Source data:
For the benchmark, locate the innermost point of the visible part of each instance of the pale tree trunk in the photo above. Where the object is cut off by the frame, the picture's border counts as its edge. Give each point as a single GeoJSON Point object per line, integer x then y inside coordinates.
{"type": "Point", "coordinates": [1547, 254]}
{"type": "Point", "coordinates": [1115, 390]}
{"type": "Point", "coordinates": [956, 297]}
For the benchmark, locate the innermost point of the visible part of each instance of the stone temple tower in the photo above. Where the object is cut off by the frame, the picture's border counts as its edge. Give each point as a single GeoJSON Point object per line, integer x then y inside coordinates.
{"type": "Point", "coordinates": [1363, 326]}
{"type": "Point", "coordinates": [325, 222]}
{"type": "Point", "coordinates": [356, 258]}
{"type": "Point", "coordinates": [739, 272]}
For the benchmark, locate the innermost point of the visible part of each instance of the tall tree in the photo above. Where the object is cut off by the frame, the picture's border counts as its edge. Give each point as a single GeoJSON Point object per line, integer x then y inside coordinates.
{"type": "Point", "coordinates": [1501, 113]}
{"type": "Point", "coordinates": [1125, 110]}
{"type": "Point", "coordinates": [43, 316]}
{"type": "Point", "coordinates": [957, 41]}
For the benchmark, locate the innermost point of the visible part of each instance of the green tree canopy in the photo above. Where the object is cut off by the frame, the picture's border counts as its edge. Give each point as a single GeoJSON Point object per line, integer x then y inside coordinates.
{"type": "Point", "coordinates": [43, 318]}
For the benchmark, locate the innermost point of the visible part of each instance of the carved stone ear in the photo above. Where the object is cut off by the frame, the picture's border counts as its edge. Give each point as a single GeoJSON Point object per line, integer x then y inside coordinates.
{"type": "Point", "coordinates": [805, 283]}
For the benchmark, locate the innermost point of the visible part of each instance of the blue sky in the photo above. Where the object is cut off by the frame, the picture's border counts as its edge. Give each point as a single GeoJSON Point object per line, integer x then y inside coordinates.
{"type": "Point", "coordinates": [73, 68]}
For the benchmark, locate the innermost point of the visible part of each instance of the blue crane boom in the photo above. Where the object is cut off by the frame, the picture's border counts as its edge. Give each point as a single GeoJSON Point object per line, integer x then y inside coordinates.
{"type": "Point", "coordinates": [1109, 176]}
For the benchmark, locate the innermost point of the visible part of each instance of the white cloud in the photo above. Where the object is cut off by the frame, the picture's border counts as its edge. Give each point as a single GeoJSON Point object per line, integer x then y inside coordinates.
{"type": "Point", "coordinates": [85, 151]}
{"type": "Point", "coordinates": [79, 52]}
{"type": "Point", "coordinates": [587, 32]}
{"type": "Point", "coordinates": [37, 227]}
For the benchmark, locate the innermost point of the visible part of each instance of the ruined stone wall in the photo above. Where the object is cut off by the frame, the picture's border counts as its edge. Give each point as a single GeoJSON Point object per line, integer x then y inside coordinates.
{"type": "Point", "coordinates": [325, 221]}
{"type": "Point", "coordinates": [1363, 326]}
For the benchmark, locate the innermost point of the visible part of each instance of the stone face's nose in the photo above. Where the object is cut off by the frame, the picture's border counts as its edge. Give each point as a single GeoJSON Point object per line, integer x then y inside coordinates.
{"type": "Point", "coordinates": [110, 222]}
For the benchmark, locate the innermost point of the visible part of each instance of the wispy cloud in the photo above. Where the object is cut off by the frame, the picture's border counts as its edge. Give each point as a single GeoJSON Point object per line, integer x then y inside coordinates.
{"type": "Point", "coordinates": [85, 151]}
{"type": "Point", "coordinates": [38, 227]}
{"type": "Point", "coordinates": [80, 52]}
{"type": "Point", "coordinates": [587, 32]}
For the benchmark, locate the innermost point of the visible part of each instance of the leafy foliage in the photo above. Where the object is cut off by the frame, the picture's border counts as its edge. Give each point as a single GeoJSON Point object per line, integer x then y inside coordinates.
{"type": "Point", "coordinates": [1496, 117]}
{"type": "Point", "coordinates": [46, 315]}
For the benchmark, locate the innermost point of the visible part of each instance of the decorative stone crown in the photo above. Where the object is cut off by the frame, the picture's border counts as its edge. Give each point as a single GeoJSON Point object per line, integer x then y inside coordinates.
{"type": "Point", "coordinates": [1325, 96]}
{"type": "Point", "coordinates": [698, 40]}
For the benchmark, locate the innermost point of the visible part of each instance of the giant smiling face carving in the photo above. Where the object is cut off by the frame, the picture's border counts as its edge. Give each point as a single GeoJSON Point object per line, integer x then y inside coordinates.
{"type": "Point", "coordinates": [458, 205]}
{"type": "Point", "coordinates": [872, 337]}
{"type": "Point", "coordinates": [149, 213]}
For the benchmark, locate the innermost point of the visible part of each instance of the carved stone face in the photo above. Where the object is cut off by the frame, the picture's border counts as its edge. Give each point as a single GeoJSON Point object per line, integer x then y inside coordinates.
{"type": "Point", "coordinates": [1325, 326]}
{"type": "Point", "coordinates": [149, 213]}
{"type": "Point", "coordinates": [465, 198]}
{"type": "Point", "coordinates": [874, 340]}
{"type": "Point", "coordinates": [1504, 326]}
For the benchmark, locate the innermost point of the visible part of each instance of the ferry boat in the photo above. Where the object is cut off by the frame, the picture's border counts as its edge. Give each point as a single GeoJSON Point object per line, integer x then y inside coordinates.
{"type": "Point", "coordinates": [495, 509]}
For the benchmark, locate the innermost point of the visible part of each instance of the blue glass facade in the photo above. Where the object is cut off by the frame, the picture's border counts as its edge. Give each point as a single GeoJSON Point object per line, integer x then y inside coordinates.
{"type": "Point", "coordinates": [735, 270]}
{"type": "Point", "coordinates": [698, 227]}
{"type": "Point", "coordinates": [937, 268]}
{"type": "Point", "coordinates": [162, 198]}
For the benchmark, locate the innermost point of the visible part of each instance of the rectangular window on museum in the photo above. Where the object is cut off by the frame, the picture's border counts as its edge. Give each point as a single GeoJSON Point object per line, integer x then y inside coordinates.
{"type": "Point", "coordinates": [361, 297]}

Problem details
Write out every entry exactly as given.

Final result
For the benchmark, locate the innermost point of the visible part of each instance of the pale tree trunk in the photo above. Where the object is cut off by the frame, the picture's border counts as its edge. Give each point as a single GeoJSON Point object per line, integer x then y inside coordinates.
{"type": "Point", "coordinates": [1547, 254]}
{"type": "Point", "coordinates": [1115, 390]}
{"type": "Point", "coordinates": [956, 297]}
For the benchmark, locate the innermost point of the visible part of each instance of the stone temple tower in the photo above. Where the object is cut off by the frame, the picture's border counts as its edge. Give each point as a single GeoJSON Point object per line, integer x then y inside coordinates.
{"type": "Point", "coordinates": [1363, 326]}
{"type": "Point", "coordinates": [325, 222]}
{"type": "Point", "coordinates": [356, 258]}
{"type": "Point", "coordinates": [739, 272]}
For the benchmark, locate the innermost point of the visible part of each instance of the tall tree in the photo above. Where the object is cut off by the frame, the picture's border counts as its edge. Give each point as a single GeoJSON Point object per line, integer x then y inside coordinates.
{"type": "Point", "coordinates": [1501, 113]}
{"type": "Point", "coordinates": [1125, 110]}
{"type": "Point", "coordinates": [43, 316]}
{"type": "Point", "coordinates": [957, 41]}
For the benchmark, locate the innermost point of the visible part of each instance of the green tree canopy in the photo above. Where the object is cut off by the frame, the picture's border counts as its edge. Give each point as a single GeoJSON Point object per line, integer x then y inside coordinates.
{"type": "Point", "coordinates": [43, 318]}
For the benchmark, locate the innermost point of the visible part of each instance of the carved stone ear in the photo above. Where the object is cut off by the frame, the picture's border counts as its edge. Give each point as a single GeoJSON Point object per line, integer x then y inside coordinates.
{"type": "Point", "coordinates": [805, 283]}
For the benchmark, locate the innermost point of the visible part of each instance of the blue sky in the photo above. Where the object is cut off by the frame, the picture's border counts as its edge. Give each point as a single GeoJSON Point object per line, integer x then y inside coordinates.
{"type": "Point", "coordinates": [73, 68]}
For the benchmark, locate the innermost point of the visible part of each instance of the blue crane boom in the photo above. Where the object is cut off by the frame, the picture's border counts as its edge. Give each point as a single GeoJSON Point object per line, integer x then y inside coordinates.
{"type": "Point", "coordinates": [1109, 176]}
For the benchmark, locate the innermost point of the visible part of each instance of the white cloud in the photo above. Where the object is cut off by the frame, the picture's border counts as its edge. Give each point as a single GeoJSON Point object per line, integer x then y inside coordinates.
{"type": "Point", "coordinates": [85, 151]}
{"type": "Point", "coordinates": [79, 52]}
{"type": "Point", "coordinates": [587, 32]}
{"type": "Point", "coordinates": [37, 227]}
For the benchmark, locate the innermost point of the visible part of each instance of the ruined stone wall in the photo above. Where the object is cut off by the frame, the picture's border counts as its edge. Give each point as a single GeoJSON Point object per line, integer x then y inside coordinates.
{"type": "Point", "coordinates": [325, 221]}
{"type": "Point", "coordinates": [1363, 326]}
For the benchmark, locate the innermost point of the visible part of each instance of the stone face's nose in the photo above. Where the object is cut off by the frame, the picture's border counts as its edge. Give each point as a single GeoJSON Point object per line, integer x then y inside coordinates.
{"type": "Point", "coordinates": [110, 222]}
For the benchmark, locate the innermost point of the visible part of each instance of the wispy cloud in the photo above. Where the object is cut off by the frame, the picture's border counts as its edge. Give each point as a single GeoJSON Point object per line, integer x then y inside coordinates.
{"type": "Point", "coordinates": [85, 151]}
{"type": "Point", "coordinates": [38, 227]}
{"type": "Point", "coordinates": [80, 52]}
{"type": "Point", "coordinates": [587, 32]}
For the benchmark, locate the innermost point of the visible part of each instance of the leafy foliage in the photo above. Where the object is cut off by the frame, the picture's border counts as its edge. Give each point as a single GeoJSON Point object per line, integer x then y inside coordinates.
{"type": "Point", "coordinates": [1496, 117]}
{"type": "Point", "coordinates": [46, 315]}
For the benchmark, locate the innermost point of the visible part of each instance of the decorative stone crown in the photo above. Where the object is cut off by the frame, the picture's border counts as its edge. Give each point as a single GeoJSON Point object per line, integer x then y inside coordinates.
{"type": "Point", "coordinates": [1325, 96]}
{"type": "Point", "coordinates": [698, 40]}
For the benchmark, locate the innermost point of the visible part of each instance of the giant smiling face carving in the photo above. Where the object is cut off by the frame, the picture's border counts as its edge. Give each point as a single GeoJSON Point object per line, integer x then y inside coordinates.
{"type": "Point", "coordinates": [458, 205]}
{"type": "Point", "coordinates": [872, 337]}
{"type": "Point", "coordinates": [149, 213]}
For the benchmark, locate the innermost point of the visible part of each instance of the carved stone face in the photo above. Where the object is cut off by the frame, the picture's border counts as its edge. Give each point as a single GeoJSON Point object per line, integer x then y inside coordinates.
{"type": "Point", "coordinates": [1325, 326]}
{"type": "Point", "coordinates": [149, 213]}
{"type": "Point", "coordinates": [465, 198]}
{"type": "Point", "coordinates": [874, 340]}
{"type": "Point", "coordinates": [1504, 326]}
For the benchmark, locate the innermost point of the visible part of each instance of the ferry boat in the photo above. Where the object is cut off by the frame, the picture's border counts as its edge. Give each point as a single GeoJSON Point object per line, integer x then y inside coordinates.
{"type": "Point", "coordinates": [495, 509]}
For the benchmark, locate the innermost point of the visible part of each instance of the blue glass facade in the photo above. Where the object is cut off by the frame, the picture's border counts as its edge. Give each point as a single GeoJSON Point object per line, integer x then y inside coordinates.
{"type": "Point", "coordinates": [735, 270]}
{"type": "Point", "coordinates": [698, 227]}
{"type": "Point", "coordinates": [937, 268]}
{"type": "Point", "coordinates": [162, 198]}
For the benchmark, locate the innermost point of the visible part of each instance of the rectangular window on museum in the photo above. Where the object is cut off by the frame, the picture's border counts as its edge. Give each point as a single GeoJSON Point object per line, integer x then y inside coordinates.
{"type": "Point", "coordinates": [361, 297]}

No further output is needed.